=== PROVIDED ENTRIES ===
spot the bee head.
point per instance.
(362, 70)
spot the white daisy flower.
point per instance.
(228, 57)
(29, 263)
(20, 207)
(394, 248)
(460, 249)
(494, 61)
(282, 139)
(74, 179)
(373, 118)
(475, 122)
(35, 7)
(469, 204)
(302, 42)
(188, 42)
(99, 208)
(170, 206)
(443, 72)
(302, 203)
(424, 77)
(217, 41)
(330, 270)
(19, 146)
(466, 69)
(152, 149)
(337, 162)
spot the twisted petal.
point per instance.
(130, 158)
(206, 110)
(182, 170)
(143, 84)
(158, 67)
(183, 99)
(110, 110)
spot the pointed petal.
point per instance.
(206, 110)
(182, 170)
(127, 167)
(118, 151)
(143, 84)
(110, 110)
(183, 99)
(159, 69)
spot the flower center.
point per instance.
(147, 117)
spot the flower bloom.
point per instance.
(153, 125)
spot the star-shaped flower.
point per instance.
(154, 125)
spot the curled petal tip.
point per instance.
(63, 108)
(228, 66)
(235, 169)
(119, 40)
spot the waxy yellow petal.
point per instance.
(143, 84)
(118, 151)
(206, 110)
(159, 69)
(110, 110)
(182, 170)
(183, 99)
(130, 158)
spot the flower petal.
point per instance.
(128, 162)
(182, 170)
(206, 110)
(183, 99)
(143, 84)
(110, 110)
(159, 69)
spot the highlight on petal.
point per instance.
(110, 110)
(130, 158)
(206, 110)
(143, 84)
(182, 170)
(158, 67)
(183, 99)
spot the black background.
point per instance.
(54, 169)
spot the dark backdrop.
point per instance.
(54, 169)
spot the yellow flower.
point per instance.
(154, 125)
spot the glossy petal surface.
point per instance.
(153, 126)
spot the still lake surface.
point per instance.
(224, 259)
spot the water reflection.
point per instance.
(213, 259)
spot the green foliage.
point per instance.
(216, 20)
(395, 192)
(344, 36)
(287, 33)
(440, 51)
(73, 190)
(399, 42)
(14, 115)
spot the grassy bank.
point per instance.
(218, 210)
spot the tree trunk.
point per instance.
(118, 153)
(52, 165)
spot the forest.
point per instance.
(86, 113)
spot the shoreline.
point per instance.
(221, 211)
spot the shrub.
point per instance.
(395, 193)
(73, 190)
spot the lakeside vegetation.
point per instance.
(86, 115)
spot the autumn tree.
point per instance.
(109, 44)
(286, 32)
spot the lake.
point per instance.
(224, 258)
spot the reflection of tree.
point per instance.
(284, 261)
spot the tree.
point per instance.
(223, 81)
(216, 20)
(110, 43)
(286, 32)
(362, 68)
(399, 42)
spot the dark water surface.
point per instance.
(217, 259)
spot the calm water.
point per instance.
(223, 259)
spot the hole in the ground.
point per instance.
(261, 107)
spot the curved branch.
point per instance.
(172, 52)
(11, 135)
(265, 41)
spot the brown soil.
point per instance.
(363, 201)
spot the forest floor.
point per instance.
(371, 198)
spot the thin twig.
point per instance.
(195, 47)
===
(SHORT PROBLEM) Return all of the lines above unchanged and in their original order.

(FINAL ANSWER)
spot the bee head.
point per instance.
(362, 70)
spot the white daisy flower.
point per instance.
(228, 57)
(29, 263)
(20, 207)
(394, 248)
(460, 249)
(494, 61)
(282, 139)
(74, 179)
(373, 118)
(475, 122)
(35, 7)
(469, 204)
(302, 42)
(188, 42)
(99, 208)
(170, 206)
(443, 72)
(302, 203)
(424, 77)
(217, 41)
(330, 270)
(19, 146)
(466, 69)
(152, 149)
(337, 162)
spot the twisted petal.
point per instance.
(130, 158)
(206, 110)
(182, 170)
(143, 84)
(158, 67)
(183, 99)
(110, 110)
spot the pointed petal.
point per instance.
(206, 110)
(182, 170)
(127, 167)
(118, 151)
(143, 84)
(110, 110)
(183, 99)
(159, 69)
spot the flower center.
point per instance.
(147, 117)
spot the flower bloom.
point per instance.
(153, 125)
spot the star-shaped flower.
point per instance.
(154, 125)
spot the curled petal tip.
point per instance.
(63, 108)
(228, 66)
(235, 169)
(119, 40)
spot the waxy yellow petal.
point per instance.
(143, 84)
(118, 151)
(206, 110)
(159, 69)
(110, 110)
(182, 170)
(183, 99)
(130, 158)
spot the flower petal.
point per instance.
(128, 162)
(182, 170)
(206, 110)
(183, 99)
(143, 84)
(110, 110)
(159, 69)
spot the highlight on petal.
point per instance.
(110, 110)
(130, 158)
(206, 110)
(143, 84)
(182, 170)
(158, 67)
(183, 99)
spot the black background.
point per instance.
(54, 169)
spot the dark backdrop.
point per instance.
(54, 169)
spot the yellow flower.
point per instance.
(154, 125)
spot the glossy petal surface.
point per instance.
(153, 126)
spot the still lake surface.
point per instance.
(224, 259)
spot the water reflection.
point per instance.
(213, 259)
spot the green foliage.
point per instance.
(216, 20)
(395, 192)
(344, 36)
(287, 33)
(440, 51)
(73, 190)
(399, 42)
(14, 115)
spot the grassy bank.
point per instance.
(218, 210)
spot the tree trunk.
point per instance.
(118, 153)
(52, 165)
spot the forest.
point per instance.
(86, 113)
spot the shoreline.
point per instance.
(221, 211)
spot the shrub.
point per instance.
(395, 193)
(73, 190)
spot the lakeside vegetation.
point per instance.
(86, 115)
spot the autumn tree.
point per instance.
(109, 44)
(286, 32)
spot the lake.
point per instance.
(224, 258)
spot the reflection of tree.
point per instance.
(284, 261)
spot the tree.
point per instance.
(223, 81)
(216, 20)
(110, 43)
(286, 32)
(362, 68)
(399, 42)
spot the dark water surface.
point per instance.
(217, 259)
spot the calm water.
point per instance.
(223, 259)
spot the hole in the ground.
point per instance.
(261, 107)
spot the curved branch.
point per instance.
(172, 52)
(11, 135)
(265, 41)
spot the brown soil.
point per instance.
(363, 201)
spot the forest floor.
point per instance.
(371, 198)
spot the thin twig.
point per instance.
(195, 47)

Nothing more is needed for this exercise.